_Task brief_:
Reproduce the records from their start through the line containing "Query: blue cable", renaming "outline" to "polygon" and keeping everything else the same. Leave the pictures out of your copy.

Stored data entries:

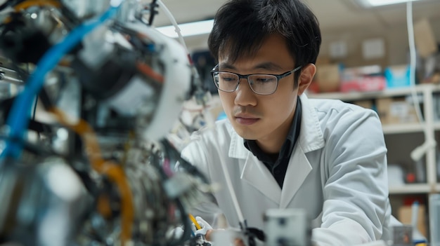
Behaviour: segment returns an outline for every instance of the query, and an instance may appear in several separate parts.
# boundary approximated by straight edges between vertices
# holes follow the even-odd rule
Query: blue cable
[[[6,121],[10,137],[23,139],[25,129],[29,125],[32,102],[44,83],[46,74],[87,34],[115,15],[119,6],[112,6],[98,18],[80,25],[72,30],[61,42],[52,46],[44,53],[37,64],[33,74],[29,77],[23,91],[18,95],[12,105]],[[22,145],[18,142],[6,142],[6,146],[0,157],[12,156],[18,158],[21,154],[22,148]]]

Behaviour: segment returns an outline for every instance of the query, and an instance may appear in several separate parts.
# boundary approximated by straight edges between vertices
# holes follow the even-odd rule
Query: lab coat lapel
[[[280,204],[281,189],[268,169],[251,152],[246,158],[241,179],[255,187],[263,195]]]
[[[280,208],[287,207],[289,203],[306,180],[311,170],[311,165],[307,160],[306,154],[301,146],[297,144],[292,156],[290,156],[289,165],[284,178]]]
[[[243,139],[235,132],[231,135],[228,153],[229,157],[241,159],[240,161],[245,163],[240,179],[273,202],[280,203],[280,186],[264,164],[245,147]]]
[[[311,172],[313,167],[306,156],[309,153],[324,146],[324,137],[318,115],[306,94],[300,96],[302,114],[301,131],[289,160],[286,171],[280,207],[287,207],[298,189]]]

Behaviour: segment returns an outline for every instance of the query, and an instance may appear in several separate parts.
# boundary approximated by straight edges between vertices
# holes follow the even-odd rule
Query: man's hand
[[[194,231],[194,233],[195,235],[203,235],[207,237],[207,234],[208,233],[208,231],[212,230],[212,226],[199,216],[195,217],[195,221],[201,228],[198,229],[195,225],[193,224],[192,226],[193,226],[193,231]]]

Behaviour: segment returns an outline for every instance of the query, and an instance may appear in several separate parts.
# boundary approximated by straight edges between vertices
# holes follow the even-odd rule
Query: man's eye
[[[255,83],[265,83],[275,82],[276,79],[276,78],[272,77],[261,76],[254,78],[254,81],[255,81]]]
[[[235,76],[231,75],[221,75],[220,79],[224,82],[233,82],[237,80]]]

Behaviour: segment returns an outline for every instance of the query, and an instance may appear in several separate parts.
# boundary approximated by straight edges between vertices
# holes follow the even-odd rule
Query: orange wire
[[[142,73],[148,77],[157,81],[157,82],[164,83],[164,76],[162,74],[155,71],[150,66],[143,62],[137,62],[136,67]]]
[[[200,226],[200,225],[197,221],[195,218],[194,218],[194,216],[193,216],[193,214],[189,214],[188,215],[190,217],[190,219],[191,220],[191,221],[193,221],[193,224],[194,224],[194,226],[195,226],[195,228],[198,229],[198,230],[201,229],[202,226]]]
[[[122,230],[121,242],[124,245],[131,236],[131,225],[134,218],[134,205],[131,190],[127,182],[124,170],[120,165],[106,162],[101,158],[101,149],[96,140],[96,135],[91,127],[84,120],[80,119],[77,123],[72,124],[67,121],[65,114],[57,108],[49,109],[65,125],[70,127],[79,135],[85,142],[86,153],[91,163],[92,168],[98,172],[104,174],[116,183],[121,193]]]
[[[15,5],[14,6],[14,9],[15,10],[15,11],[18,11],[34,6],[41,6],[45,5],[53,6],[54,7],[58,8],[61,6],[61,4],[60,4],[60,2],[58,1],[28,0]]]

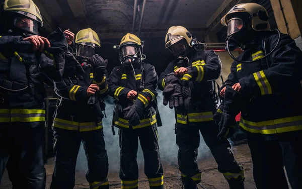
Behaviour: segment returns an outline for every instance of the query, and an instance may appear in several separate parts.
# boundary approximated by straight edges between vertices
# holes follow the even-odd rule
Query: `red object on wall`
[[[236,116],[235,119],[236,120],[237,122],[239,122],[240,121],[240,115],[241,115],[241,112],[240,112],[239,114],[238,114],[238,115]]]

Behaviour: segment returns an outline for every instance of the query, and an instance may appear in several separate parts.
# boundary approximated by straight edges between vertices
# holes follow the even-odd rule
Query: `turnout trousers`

_Reply_:
Behaviour: segment returns an polygon for every instance of the query, and an instance may appear in several separate parts.
# boundary approximated by straight edges between vertices
# holes follow the even-odd rule
Query: blue cable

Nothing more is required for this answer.